● **TEXT PASSAGE**
********

Washington University finished in 2021 a $360 million campus transformation project which included the construction of two new McKelvey buildings: Henry A. and Elvira H. Jubel Hall, which houses the Department of Mechanical Engineering & Materials Science, and James M. McKelvey, Sr. Hall, which houses the Department of Computer Science & Engineering.

==Reputation==
The Princeton Review ranks Washington University's Graduate Engineering Program 13th in the nation.

The U.S. News & World Report ranks Washington University's Undergraduate and Graduate Engineering Program 42nd and 47th in the nation, respectively.

==Departments==
- Biomedical Engineering
- Computer Science & Engineering
- Electrical & Systems Engineering
- Energy, Environmental & Chemical Engineering
- Mechanical Engineering & Materials Science
- Professional Education: Sever Institute and the Technology & Leadership Center

==Undergraduate programs==

===Majors===
- Biomedical Engineering
- Business and Computer Science
- Chemical Engineering
- Computer Engineering
- Computer Science
- Computer Science + Economics
- Computer Science + Math
- Data Science
- Electrical Engineering
- Environmental Engineering
- Mechanical Engineering
- Systems Science & Engineering

===Minors===
- Aerospace Engineering
- Bioinformatics
- Computer Science
- Electrical Engineering
- Energy Engineering
- Environmental Engineering
- Human-Computer Interaction
- Materials Science & Engineering
- Mechanical Engineering
- Mechatronics
- Nanoscale Science & Engineering
- Robotics
- Systems Science & Engineering

==Research Centers==
- Cardiac Bioelectricity and Arrhythmia Center - an interdisciplinary center whose goals are to study the mechanisms of rhythm disorders of the heart, and to develop new tools for their diagnosis and treatment.
- Center for Air Pollution Impact and Trend Analysis - performs air quality research and data dissemination, maintains a literature and data library, and publishes reports and journals. CAPITA specializes in the effects of aerosol research and the impact of air pollution on the atmosphere.
- Center for Application of Information Technologies (CAIT) - provides resources, classes, training, and professional development opportunities for Information Technology leaders at Washington University and throughout the St. Louis region, in order to make the region more competitive as an IT hub.
- Institute of Materials Science - a collaboration that aims to bring together researchers in engineering, physics, chemistry, and earth and planetary sciences to "foster a culture of interdisciplinary materials science research and education at the university."

********

● **TASKS TO CARRY OUT**
1. Reproduce the passage on Washington University's engineering school between "Washington University finished" and "Science & Engineering.", inclusive.
2. Carry on the passage on Washington University's engineering school from its final line.
The listing after this passage isn't needed.

● **SOURCE MATERIAL**
********

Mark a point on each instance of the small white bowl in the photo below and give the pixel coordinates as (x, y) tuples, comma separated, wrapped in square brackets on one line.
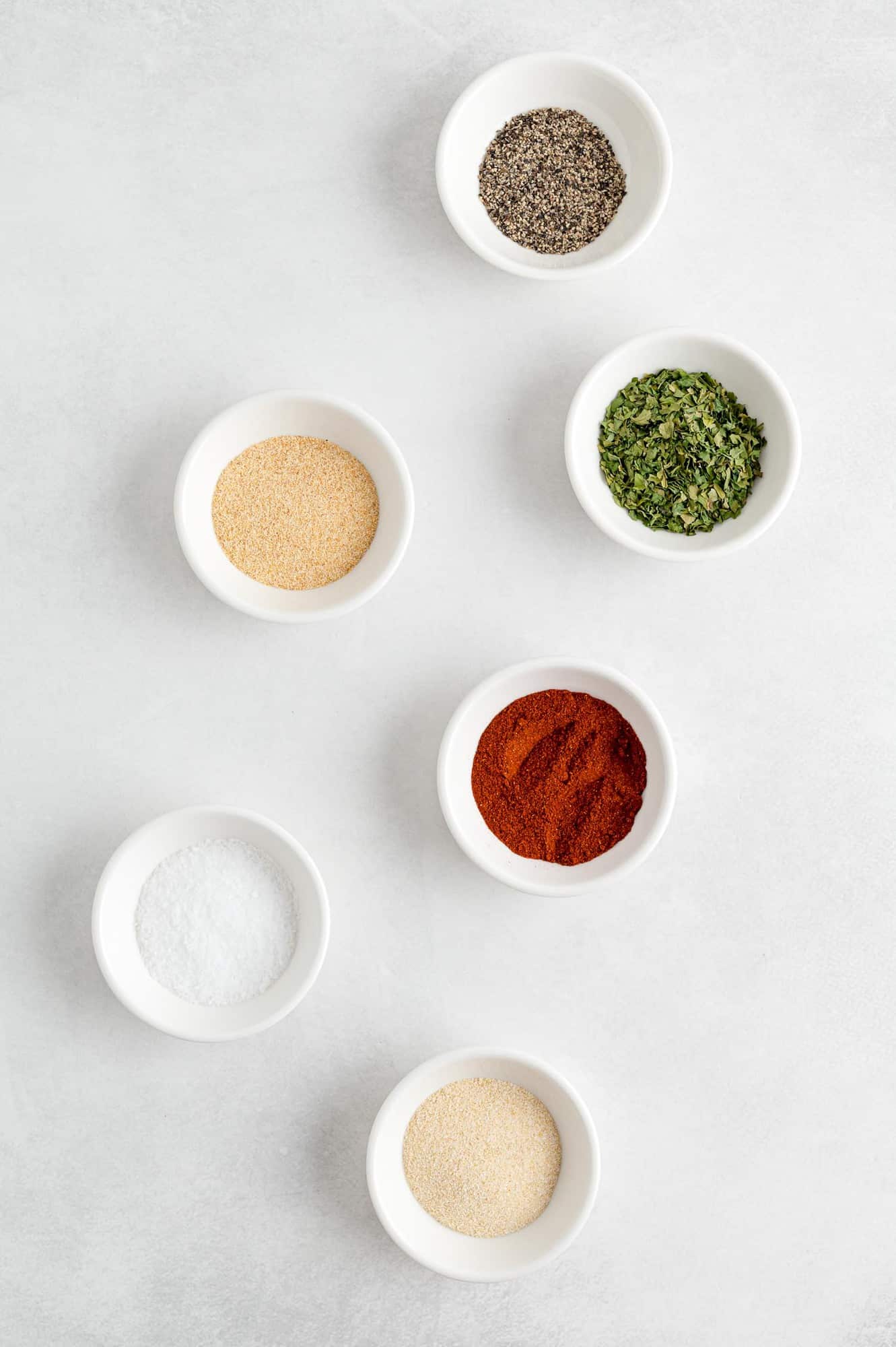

********

● **RESPONSES BY TASK**
1.
Washington University finished in 2021 a $360 million campus transformation project which included the construction of two new McKelvey buildings: Henry A. and Elvira H. Jubel Hall, which houses the Department of Mechanical Engineering & Materials Science, and James M. McKelvey, Sr. Hall, which houses the Department of Computer Science & Engineering.

2.
- Center for Optimization & Semantic Control - an effort between various academic divisions at Washington University, and leaders in the US Air Force and Aerospace and Air Transportation industries. The COSC works to use mathematical models and optimization problems to solve complex issues in aerospace and transportation systems.
- International Center for Advanced Renewable Energy and Sustainability - I-CARES is a $55 million effort to explore alternative solutions for fuel, by researching biofuels from plant and microbial systems to forward sustainable alternative environmental practices.
- McDonnell Center for the Space Sciences - A coordinated effort between the School of Engineering, and the departments of Earth and Planetary Sciences, Physics, and Chemistry in the College of Arts and Sciences. Groups work to research broad questions in the space sciences, such as the formation of planets, the beginning of the Universe, and geologic activity on Earth. A unique, state-of-the-art microprobe known as Cameca NanoSIMS analyzes cosmic dust, and recently separated and identified individual presolar dust grains that forms around new stars.
- National Science Foundation Science and Technology Center for Engineering MechanoBiology - CEMB is a $24 million effort, conducted jointly between Washington University in St. Louis and the University of Pennsylvania, to "how single cells function in hopes to use the research to prevent disease and promote more efficient crop practices."
- Photosynthetic Antenna Research Center - aspires to maximize photosynthetic antenna efficiency in living organisms and to fabricate robust micron-scale biohybrid light-harvesting systems to drive chemical processes or generate photocurrent.